What the task requires
Please repeat the listing in its entirety, without any alteration.

Extracted information
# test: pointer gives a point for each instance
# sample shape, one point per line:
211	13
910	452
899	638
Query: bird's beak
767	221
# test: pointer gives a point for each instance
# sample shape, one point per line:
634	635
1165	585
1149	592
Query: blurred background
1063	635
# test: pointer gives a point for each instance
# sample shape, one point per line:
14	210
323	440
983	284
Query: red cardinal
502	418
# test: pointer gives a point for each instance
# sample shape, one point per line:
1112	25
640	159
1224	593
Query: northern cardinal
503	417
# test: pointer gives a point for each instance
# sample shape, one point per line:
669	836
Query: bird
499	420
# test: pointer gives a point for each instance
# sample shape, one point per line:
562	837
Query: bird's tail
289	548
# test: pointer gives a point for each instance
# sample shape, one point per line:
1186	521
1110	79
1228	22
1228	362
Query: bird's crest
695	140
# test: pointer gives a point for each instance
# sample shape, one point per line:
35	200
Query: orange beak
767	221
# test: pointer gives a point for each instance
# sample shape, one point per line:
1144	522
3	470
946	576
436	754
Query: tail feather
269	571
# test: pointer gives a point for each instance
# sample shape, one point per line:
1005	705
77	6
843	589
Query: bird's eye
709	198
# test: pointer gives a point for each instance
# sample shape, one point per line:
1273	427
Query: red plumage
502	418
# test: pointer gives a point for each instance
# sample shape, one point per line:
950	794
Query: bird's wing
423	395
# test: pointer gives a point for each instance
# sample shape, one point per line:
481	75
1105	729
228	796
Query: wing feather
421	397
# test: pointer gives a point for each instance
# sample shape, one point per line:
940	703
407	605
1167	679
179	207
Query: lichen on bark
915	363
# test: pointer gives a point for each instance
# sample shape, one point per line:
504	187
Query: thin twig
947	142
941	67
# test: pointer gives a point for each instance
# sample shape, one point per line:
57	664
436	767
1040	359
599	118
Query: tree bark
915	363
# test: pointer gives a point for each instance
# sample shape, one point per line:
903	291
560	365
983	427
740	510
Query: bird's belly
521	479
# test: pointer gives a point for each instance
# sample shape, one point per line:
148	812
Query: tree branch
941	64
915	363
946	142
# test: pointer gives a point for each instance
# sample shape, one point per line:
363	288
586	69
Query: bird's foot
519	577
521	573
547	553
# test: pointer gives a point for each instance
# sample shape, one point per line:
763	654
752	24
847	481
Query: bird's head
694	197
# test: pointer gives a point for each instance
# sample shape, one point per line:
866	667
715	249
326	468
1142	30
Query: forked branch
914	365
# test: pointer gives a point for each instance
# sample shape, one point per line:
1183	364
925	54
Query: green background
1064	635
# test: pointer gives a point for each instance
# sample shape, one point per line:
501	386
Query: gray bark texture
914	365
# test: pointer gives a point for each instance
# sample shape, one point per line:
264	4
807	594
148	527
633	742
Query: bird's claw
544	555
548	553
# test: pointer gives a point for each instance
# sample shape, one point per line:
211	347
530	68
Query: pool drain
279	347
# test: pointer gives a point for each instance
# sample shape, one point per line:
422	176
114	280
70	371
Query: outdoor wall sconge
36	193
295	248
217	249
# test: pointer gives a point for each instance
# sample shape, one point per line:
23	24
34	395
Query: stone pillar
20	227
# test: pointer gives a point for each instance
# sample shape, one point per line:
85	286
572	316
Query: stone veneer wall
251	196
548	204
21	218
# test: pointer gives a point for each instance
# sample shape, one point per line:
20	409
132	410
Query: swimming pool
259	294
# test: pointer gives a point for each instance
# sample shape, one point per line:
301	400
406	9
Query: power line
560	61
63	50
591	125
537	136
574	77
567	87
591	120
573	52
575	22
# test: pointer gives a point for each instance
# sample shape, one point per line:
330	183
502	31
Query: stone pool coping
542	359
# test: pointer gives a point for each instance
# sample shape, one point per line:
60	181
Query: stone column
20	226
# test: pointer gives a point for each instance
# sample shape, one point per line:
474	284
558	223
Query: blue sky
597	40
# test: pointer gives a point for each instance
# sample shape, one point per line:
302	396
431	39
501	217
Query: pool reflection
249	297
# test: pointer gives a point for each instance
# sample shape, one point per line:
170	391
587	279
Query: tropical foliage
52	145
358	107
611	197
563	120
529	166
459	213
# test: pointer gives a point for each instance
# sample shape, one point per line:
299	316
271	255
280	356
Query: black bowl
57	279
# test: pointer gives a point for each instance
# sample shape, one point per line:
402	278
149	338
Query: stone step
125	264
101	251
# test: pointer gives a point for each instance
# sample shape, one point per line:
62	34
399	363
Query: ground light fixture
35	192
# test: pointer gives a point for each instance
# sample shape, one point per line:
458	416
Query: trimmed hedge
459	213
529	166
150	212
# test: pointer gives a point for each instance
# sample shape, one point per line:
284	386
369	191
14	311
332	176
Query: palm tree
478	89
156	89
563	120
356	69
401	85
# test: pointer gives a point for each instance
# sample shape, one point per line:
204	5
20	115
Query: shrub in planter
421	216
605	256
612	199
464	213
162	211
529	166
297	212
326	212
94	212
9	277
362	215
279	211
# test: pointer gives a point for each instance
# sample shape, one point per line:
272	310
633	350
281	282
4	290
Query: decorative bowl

Answer
# test: pointer gives a point for each instance
# sample shape, one point per line:
211	13
910	452
899	638
Query: bird's beak
767	221
# test: pointer gives a point for each instance
# sample shape, one point per line:
634	635
1165	585
1149	592
Query: blurred background
1063	635
# test: pointer gives a point for each instance
# sample shape, one point per line:
14	210
323	440
983	284
Query: red cardinal
502	418
# test: pointer gives a point for each instance
# sample shape, one point per line:
1112	25
640	159
1224	593
Query: northern cardinal
503	417
# test: pointer gives a point for each instance
# sample shape, one point per line:
669	836
Query: bird
499	420
# test: pointer gives a point for each instance
# sample shape, one point per line:
562	837
Query: bird's tail
289	548
# test: pointer gives a point for each instance
# sample shape, one point per line:
1186	521
1110	79
1228	22
1228	362
Query: bird's crest
695	140
# test: pointer gives a point for each instance
# sample shape, one point per line:
35	200
Query: orange beak
767	221
# test: pointer gives a point for each instance
# sample shape, one point per line:
1144	522
3	470
946	576
436	754
Query: tail feather
269	571
# test: pointer gives a point for each instance
# sample shape, one point per line:
1005	705
77	6
843	589
Query: bird's eye
709	198
# test: pointer gives a point for each instance
# sample shape, one point per line:
1273	427
Query: red plumage
502	418
# test: pointer gives a point for each instance
# sample shape, one point per line:
950	794
Query: bird's wing
423	395
# test: pointer gives a point for each instance
# sample shape, one point per line:
481	75
1105	729
228	796
Query: wing feather
421	397
# test: pointer gives a point for each instance
# sample shape, one point per line:
940	703
407	605
1167	679
179	207
Query: lichen on bark
915	363
# test: pointer gives a point for each instance
# sample shape, one point per line:
504	187
Query: thin twig
947	142
941	67
# test: pointer gives a point for each instance
# sample shape, one point per line:
57	664
436	767
1040	359
599	118
Query: tree bark
915	363
# test: pointer gives a point for each instance
# sample shape, one point per line:
903	291
560	365
983	427
740	510
Query: bird's belly
521	479
# test: pointer gives a point for each instance
# sample shape, one point per line:
148	812
Query: tree branch
941	64
915	363
946	142
# test: pointer gives a point for each instance
# sample shape, one point per line:
363	288
586	69
Query: bird's foot
519	577
521	573
547	553
# test: pointer gives a point for each instance
# sample shape, one point per line:
763	654
752	24
847	481
Query: bird's head
694	197
# test: pointer gives a point for each instance
# sample shape, one point per line:
866	667
715	249
326	468
1142	30
Query: forked branch
914	365
# test: pointer gives a point for each instance
# sample shape, one point per line:
1183	364
925	54
Query: green background
1064	635
# test: pointer gives a point for each instance
# sample shape, one point per line:
501	386
Query: gray bark texture
914	365
# test: pointer gives a point for each instance
# sample shape, one point per line:
264	4
807	594
148	527
633	742
Query: bird's claw
544	555
548	553
# test: pointer gives a point for each instance
# sample shape, one point per line:
211	347
530	68
Query: pool drain
279	347
# test: pointer gives a point for each instance
# sample shape, one point per line:
422	176
114	280
70	371
Query: outdoor wall sconge
36	193
295	248
217	249
# test: pointer gives a point for each instance
# sample shape, one point per line:
23	24
34	395
Query: stone pillar
20	227
# test: pointer gives a point for each instance
# sample shape, one point per line:
85	286
572	316
Query: stone veneer wall
251	196
548	204
21	218
# test: pointer gives a point for each instance
# sample shape, one point per line:
20	409
132	410
Query: swimming pool
259	294
# test: pointer gives a point for each instance
# sample shape, one point per line:
301	400
406	9
Query: power line
560	61
63	50
591	125
537	136
574	77
567	87
591	120
573	52
575	22
# test: pointer gives a point for each instance
# sample shape, one point per line:
330	183
502	31
Query: stone pool coping
542	359
# test: pointer gives a point for each instance
# sample shape, one point per line:
60	181
Query: stone column
20	226
# test: pointer gives a point for each instance
# sample shape, one point per line:
474	284
558	223
Query: blue sky
597	40
# test: pointer gives a point for each instance
# sample shape, one point per line:
302	396
431	39
501	217
Query: pool reflection
249	297
# test: pointer gives a point for each instance
# sample shape, one point per line:
170	391
587	279
Query: tropical foliage
52	145
358	107
611	197
563	120
529	166
459	213
# test: pointer gives a point for each instance
# sample shape, one point per line:
299	316
271	255
280	356
Query: black bowl
57	279
# test: pointer gives a point for each instance
# sample shape, one point per line:
402	278
149	338
Query: stone step
125	264
101	251
# test: pointer gives a point for each instance
# sample shape, one point per line:
62	34
399	363
Query: ground light fixture
35	192
# test: pointer gives a point for each instance
# sample shape, one point per line:
458	416
Query: trimmed hedge
459	213
529	166
150	212
# test: pointer gives a point for each instance
# sample shape, one point per line:
284	386
369	191
14	311
332	176
Query: palm tree
478	89
156	89
563	120
356	69
401	85
# test: pointer gives a point for each instance
# sample shape, one point per line:
204	5
20	115
Query: shrub in planter
421	216
605	256
612	199
464	213
162	211
529	166
297	212
326	212
94	212
9	277
362	215
279	211
# test: pointer gives a point for each instance
# sample shape, one point per line:
272	310
633	350
281	282
4	290
Query: decorative bowl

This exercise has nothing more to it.